(提供的数据)
-------------------------

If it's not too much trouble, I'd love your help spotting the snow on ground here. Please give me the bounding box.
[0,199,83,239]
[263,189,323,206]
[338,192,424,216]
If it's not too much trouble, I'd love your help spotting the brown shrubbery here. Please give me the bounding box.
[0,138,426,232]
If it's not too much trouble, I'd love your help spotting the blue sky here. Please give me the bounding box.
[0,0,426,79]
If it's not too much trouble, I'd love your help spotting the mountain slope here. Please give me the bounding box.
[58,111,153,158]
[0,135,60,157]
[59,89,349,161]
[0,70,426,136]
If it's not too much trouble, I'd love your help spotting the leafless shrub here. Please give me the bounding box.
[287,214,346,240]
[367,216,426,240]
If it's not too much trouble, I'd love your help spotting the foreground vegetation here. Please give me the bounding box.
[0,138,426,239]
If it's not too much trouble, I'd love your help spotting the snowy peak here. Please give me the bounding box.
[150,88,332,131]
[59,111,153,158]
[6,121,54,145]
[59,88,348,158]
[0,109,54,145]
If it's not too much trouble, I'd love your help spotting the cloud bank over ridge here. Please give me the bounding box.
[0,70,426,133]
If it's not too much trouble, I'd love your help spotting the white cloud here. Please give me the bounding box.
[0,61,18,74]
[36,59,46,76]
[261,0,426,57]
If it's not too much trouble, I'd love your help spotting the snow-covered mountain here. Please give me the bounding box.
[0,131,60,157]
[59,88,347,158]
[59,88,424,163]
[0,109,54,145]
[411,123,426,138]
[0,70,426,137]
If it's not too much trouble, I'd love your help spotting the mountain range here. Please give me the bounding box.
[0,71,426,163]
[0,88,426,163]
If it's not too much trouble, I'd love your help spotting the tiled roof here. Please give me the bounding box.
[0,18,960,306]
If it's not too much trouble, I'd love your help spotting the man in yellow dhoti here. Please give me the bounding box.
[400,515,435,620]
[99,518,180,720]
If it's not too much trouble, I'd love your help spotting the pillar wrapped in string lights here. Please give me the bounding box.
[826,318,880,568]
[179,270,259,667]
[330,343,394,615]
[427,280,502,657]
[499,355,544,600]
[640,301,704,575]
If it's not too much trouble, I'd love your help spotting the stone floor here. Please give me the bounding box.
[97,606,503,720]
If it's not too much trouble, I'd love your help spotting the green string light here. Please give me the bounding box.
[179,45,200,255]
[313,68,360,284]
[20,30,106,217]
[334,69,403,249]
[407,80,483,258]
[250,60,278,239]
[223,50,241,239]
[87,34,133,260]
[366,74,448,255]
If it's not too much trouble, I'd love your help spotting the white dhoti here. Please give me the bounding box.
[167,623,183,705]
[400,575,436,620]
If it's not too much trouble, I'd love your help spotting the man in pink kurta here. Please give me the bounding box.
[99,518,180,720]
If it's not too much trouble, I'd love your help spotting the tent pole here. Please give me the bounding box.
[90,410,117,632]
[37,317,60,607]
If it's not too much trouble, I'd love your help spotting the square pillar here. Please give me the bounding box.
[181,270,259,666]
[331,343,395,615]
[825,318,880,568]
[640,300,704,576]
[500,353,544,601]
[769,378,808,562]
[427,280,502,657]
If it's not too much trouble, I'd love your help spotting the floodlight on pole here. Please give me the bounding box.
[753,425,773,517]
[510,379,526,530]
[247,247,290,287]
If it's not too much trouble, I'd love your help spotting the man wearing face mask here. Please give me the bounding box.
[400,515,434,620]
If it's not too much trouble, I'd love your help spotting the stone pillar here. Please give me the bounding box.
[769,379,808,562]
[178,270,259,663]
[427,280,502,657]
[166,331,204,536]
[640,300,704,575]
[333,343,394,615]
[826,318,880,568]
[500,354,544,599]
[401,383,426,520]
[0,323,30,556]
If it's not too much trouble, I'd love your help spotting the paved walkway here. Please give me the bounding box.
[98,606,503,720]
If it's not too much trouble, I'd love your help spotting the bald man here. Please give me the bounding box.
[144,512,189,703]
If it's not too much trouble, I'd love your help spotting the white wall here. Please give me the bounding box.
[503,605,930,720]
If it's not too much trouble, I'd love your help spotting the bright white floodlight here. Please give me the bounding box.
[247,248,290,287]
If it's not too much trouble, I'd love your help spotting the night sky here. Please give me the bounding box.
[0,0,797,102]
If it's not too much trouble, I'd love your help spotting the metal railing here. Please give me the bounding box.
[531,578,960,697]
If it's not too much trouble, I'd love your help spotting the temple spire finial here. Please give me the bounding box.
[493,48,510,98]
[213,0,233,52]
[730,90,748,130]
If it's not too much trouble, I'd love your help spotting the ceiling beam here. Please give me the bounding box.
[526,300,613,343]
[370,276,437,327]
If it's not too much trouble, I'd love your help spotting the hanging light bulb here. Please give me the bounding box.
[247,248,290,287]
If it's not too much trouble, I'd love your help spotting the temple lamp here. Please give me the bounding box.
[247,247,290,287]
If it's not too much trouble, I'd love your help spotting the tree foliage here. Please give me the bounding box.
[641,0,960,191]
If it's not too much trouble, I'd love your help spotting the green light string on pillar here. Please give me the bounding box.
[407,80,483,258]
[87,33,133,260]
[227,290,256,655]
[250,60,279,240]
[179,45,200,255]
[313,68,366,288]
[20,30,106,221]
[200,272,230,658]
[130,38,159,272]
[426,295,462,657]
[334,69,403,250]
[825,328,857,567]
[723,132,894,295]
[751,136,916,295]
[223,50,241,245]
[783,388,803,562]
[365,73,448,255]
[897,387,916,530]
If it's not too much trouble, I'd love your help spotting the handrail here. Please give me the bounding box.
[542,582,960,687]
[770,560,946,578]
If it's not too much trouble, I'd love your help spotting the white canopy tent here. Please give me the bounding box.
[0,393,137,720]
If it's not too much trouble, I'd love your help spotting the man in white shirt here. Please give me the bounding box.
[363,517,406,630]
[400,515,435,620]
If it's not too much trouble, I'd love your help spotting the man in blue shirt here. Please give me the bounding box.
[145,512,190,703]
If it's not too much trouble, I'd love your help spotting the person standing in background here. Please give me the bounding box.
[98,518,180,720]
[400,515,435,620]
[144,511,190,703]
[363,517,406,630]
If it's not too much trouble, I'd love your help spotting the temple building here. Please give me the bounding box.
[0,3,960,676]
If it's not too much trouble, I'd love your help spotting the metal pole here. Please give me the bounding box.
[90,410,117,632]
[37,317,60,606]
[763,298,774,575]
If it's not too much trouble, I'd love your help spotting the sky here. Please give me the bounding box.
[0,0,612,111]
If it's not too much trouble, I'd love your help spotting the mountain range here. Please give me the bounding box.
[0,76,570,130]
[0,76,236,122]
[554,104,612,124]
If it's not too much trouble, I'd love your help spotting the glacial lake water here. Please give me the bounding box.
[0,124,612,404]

-------------------------

(书面练习)
请把上面所有的行一字不改地原样返回。

(已完成任务)
If it's not too much trouble, I'd love your help spotting the snow on ground here. Please give me the bounding box.
[0,199,83,239]
[263,189,323,206]
[338,192,424,216]
If it's not too much trouble, I'd love your help spotting the brown shrubbery here. Please give me the bounding box.
[0,138,426,232]
If it's not too much trouble, I'd love your help spotting the blue sky here. Please give me the bounding box.
[0,0,426,79]
If it's not too much trouble, I'd love your help spotting the mountain slope here. Please give me the bounding box.
[58,111,153,158]
[0,135,60,157]
[59,89,349,161]
[0,70,426,136]
If it's not too much trouble, I'd love your help spotting the leafless shrub here. Please give me the bounding box.
[287,214,346,240]
[367,216,426,240]
If it's not too much trouble, I'd love your help spotting the foreground vegetation here. Please give me the bounding box.
[0,138,426,239]
If it's not too much trouble, I'd love your help spotting the snowy peak here. Please give me the bounding box.
[150,88,332,131]
[59,111,153,158]
[6,121,54,145]
[59,88,348,158]
[0,109,54,145]
If it's not too much trouble, I'd love your help spotting the cloud bank over ridge here. Please give me the bounding box.
[0,70,426,133]
If it's not too much trouble, I'd love your help spotting the white cloud here. Please give me the bounding box.
[0,61,18,74]
[36,59,46,76]
[261,0,426,57]
If it's not too much trouble, I'd love your help spotting the snow-covered mountain here. Please give me the bounding box.
[0,131,60,157]
[59,88,347,158]
[59,88,424,163]
[0,109,54,145]
[411,123,426,138]
[0,70,426,137]
If it's not too much trouble, I'd love your help spotting the mountain range here. Please give me the bounding box.
[0,71,426,163]
[0,88,426,163]
If it's not too much trouble, I'd love your help spotting the tiled roof here. Please give me the bounding box.
[0,18,960,306]
If it's not too much trouble, I'd love your help spotting the man in yellow dhoti here. Please give me the bounding box.
[400,515,435,620]
[99,518,180,720]
If it's not too much trouble, I'd love your help spotting the pillar wrapped in string lights here. Please give me the bounding box.
[826,318,880,568]
[179,270,259,667]
[330,343,394,615]
[427,280,502,657]
[499,355,544,600]
[640,301,704,575]
If it's not too much trouble, I'd love your help spotting the stone floor here. Please give me the bounding box.
[97,606,503,720]
If it's not too much trouble, I'd love your help spotting the green string light here. Please give me the bounding box.
[179,45,200,255]
[313,68,360,284]
[20,30,106,217]
[334,69,403,249]
[407,80,483,258]
[250,60,278,239]
[223,50,241,239]
[87,34,133,260]
[366,74,448,255]
If it's not too much trouble, I'd love your help spotting the white dhoti here. Please give me the bounding box.
[167,623,183,705]
[400,575,436,620]
If it's not too much trouble, I'd love your help spotting the man in pink kurta here. Please give me the bounding box.
[99,518,180,720]
If it's not too much trouble, I'd love your help spotting the tent pole here. Please give me the bounding box.
[90,410,117,632]
[37,317,60,607]
If it's not too much trouble, I'd love your help spotting the square pillar here. Please give me the bounding box.
[181,270,259,666]
[331,343,395,615]
[825,318,880,568]
[640,300,704,576]
[500,353,544,601]
[769,378,808,562]
[427,280,502,657]
If it's not too much trouble, I'd love your help spotting the floodlight on pole here. Please give me the bounding box.
[753,425,773,517]
[510,379,526,530]
[247,247,290,287]
If it's not too much trouble, I'd love your help spotting the man wearing face mask here. Please give me the bounding box.
[400,515,434,620]
If it's not too much trouble, I'd love your help spotting the stone pillar here. Please give me the bounding box.
[769,379,808,562]
[178,270,259,663]
[427,280,502,657]
[166,331,204,536]
[640,300,704,575]
[333,343,394,615]
[826,318,880,568]
[500,354,544,599]
[401,383,426,520]
[0,323,30,556]
If it's not too much trouble, I'd love your help spotting the paved walkway here. Please give me the bounding box.
[98,606,503,720]
If it's not too much trouble, I'd love your help spotting the bald man here. Please give me the bounding box.
[144,512,189,703]
If it's not too much trouble, I'd love your help spotting the white wall here. Please give me the bounding box.
[503,605,930,720]
If it's not too much trouble, I'd love your help spotting the bright white floodlight here. Please give me the bounding box.
[247,248,290,287]
If it's not too much trouble, I'd love your help spotting the night sky here. Please give me the bounding box.
[0,0,797,102]
If it's not too much trouble, I'd love your help spotting the metal railing here. Please give me the bounding box.
[531,578,960,697]
If it's not too much trouble, I'd love your help spotting the temple spire finial here. Please give me the bounding box.
[493,48,510,98]
[213,0,233,52]
[730,90,748,130]
If it's not too much trouble, I'd love your help spotting the ceiling beam here. Please give me the bounding box.
[526,300,613,343]
[370,276,437,327]
If it's not too much trouble, I'd love your help spotting the hanging light bulb here. Please give me the bounding box.
[247,248,290,287]
If it's not too much trouble, I'd love your help spotting the temple lamp here. Please give me the bounding box.
[247,247,290,287]
If it's not too much trouble, I'd love your help spotting the tree foliage here. Please give me the bounding box.
[641,0,960,191]
If it's not too much trouble, I'd love your help spotting the green light string on pillar here. Please give me the bounding box.
[407,80,483,258]
[87,33,133,260]
[227,290,256,655]
[250,60,279,240]
[179,45,200,255]
[313,68,366,288]
[20,30,106,221]
[200,272,230,658]
[130,38,159,272]
[426,295,462,657]
[334,69,403,250]
[825,328,857,567]
[723,132,894,295]
[751,136,916,295]
[223,50,241,245]
[783,388,803,562]
[365,73,448,255]
[897,387,916,530]
If it's not too much trouble, I'd love your help spotting the handrail here. Please give me the bounding box.
[542,582,960,687]
[770,560,946,578]
If it's not too much trouble, I'd love your help spotting the white canopy tent here. Please give me the bounding box.
[0,393,137,720]
If it's not too much trouble, I'd love your help spotting the man in white shirt here. Please give me the bounding box.
[363,517,406,630]
[400,515,435,620]
If it's not too much trouble, I'd love your help spotting the man in blue shirt here. Please give me the bounding box.
[145,512,190,703]
If it's not too much trouble, I'd love your help spotting the person standing in background here. Please give me the bounding box.
[98,518,180,720]
[400,515,435,620]
[144,511,190,703]
[363,517,406,630]
If it's not too much trouble, I'd love your help spotting the temple building here. Please give me the bounding box.
[0,3,960,676]
If it's not too much trouble, I'd love your help spotting the metal pole here. Please give me the bounding box.
[90,410,117,632]
[37,317,60,606]
[763,298,774,575]
If it's not too much trouble, I'd love your help spotting the sky here. Please give me the bounding box.
[0,0,612,111]
If it's not too much trouble, I'd love your help spotting the mountain range here. Please give me the bounding box.
[0,76,570,130]
[0,76,236,122]
[554,104,612,124]
If it's not too much trouble, I'd love your help spotting the glacial lake water here. Please give me the bounding box.
[0,124,612,404]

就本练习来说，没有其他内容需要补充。